==== Data excerpts

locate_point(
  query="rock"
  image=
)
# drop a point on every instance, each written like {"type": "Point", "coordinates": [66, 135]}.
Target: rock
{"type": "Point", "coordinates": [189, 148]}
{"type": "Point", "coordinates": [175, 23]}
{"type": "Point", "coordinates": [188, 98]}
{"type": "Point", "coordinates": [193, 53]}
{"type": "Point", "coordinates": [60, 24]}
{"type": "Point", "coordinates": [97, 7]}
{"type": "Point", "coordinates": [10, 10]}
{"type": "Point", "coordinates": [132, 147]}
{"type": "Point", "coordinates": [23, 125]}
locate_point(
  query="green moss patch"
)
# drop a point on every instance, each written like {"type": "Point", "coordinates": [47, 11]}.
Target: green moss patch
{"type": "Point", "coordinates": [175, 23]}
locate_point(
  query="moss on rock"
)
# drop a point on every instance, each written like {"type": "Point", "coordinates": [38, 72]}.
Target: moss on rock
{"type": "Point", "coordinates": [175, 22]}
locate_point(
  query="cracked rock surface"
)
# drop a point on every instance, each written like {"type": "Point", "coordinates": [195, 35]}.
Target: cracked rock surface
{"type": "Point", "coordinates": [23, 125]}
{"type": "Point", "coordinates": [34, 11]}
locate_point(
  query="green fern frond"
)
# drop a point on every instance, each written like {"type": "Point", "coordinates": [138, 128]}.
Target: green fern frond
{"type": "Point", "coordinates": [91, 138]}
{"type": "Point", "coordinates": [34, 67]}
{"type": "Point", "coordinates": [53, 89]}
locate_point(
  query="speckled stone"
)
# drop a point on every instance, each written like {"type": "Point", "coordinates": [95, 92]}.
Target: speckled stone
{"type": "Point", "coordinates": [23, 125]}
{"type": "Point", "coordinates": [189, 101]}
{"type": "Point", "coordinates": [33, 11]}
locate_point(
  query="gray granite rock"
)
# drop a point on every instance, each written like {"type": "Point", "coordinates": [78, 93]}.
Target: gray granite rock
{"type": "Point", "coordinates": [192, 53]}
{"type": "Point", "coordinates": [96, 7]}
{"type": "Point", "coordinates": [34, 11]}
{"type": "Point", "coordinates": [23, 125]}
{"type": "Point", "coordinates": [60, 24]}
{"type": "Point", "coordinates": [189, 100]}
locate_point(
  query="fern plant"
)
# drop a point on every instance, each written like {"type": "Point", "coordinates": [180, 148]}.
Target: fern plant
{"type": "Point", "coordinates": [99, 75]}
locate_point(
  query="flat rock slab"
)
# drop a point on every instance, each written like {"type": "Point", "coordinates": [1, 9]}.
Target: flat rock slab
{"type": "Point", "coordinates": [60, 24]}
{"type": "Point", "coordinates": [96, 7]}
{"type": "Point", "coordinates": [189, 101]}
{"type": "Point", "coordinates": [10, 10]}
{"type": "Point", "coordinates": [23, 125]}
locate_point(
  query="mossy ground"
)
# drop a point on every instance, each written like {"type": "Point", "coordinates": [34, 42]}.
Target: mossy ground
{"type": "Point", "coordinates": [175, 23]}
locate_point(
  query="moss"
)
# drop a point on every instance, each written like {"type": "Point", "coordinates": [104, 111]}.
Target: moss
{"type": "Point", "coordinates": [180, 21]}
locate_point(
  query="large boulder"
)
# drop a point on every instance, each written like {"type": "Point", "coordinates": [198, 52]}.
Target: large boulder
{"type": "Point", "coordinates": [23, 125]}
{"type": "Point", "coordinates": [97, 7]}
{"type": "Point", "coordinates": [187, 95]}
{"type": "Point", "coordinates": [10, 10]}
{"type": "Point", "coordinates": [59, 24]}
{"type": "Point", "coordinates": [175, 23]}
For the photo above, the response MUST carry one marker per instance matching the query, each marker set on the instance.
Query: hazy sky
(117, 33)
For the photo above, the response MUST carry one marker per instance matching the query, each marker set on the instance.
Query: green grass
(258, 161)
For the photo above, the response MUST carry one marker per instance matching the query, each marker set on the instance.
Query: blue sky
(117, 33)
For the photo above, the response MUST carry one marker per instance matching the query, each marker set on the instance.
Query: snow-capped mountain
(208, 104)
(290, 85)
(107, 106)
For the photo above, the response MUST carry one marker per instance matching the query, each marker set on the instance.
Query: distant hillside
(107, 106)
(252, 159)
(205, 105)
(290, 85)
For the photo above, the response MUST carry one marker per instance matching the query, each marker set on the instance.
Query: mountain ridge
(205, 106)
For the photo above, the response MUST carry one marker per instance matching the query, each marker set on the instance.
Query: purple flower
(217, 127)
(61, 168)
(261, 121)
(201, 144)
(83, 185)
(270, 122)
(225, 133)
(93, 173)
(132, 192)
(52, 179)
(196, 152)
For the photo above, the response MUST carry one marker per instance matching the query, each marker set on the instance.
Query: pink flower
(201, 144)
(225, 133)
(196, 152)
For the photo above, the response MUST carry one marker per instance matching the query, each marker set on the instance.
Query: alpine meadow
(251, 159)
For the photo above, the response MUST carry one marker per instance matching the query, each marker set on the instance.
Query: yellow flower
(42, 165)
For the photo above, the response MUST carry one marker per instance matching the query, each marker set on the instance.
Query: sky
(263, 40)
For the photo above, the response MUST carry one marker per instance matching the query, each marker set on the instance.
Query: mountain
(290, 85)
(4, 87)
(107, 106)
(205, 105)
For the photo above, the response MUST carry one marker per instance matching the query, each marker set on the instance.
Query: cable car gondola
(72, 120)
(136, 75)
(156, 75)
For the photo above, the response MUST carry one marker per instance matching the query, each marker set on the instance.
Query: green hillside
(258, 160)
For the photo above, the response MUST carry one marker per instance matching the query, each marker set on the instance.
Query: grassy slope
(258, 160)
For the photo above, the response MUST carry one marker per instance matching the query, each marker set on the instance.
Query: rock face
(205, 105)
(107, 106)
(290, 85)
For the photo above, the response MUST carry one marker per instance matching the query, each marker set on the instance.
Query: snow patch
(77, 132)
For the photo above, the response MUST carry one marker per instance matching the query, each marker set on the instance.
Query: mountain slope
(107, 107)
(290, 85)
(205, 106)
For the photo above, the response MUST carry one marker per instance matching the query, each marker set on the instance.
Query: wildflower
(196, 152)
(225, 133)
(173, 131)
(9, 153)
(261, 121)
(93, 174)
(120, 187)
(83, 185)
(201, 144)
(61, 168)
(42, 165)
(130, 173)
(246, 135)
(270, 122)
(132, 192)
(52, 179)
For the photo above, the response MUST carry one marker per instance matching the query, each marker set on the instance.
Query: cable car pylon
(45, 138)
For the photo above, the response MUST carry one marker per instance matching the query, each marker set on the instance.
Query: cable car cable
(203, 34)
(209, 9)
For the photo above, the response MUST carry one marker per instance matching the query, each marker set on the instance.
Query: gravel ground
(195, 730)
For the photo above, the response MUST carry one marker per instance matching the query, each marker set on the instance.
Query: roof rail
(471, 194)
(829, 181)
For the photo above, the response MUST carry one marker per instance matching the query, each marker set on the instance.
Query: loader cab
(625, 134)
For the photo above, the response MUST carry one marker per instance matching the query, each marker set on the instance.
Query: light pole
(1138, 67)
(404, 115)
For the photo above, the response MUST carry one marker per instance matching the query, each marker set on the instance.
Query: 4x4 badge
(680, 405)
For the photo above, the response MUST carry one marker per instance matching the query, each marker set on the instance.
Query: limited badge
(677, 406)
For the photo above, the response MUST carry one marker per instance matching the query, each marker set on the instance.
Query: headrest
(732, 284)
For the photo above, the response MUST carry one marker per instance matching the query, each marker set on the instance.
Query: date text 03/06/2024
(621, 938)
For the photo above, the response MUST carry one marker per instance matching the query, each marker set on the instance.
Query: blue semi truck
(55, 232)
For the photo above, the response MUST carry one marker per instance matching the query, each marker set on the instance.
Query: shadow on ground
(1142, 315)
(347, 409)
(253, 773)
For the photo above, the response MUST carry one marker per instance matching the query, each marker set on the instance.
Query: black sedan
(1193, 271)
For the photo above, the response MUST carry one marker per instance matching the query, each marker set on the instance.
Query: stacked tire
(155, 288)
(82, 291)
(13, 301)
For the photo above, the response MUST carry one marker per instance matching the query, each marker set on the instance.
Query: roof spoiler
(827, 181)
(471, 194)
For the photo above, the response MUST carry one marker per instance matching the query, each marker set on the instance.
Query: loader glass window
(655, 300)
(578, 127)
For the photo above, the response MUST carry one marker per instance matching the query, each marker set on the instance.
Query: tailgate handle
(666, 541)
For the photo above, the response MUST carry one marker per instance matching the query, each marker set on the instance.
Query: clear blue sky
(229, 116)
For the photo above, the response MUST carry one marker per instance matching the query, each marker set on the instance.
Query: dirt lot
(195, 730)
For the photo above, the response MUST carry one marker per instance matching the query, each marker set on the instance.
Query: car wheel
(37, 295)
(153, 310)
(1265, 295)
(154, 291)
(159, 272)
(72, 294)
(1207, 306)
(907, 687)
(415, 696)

========

Exercise details »
Report every line of the items above that holds the string "slab", matching case exactly.

Reply »
  query="flat rock slab"
Target: flat rock slab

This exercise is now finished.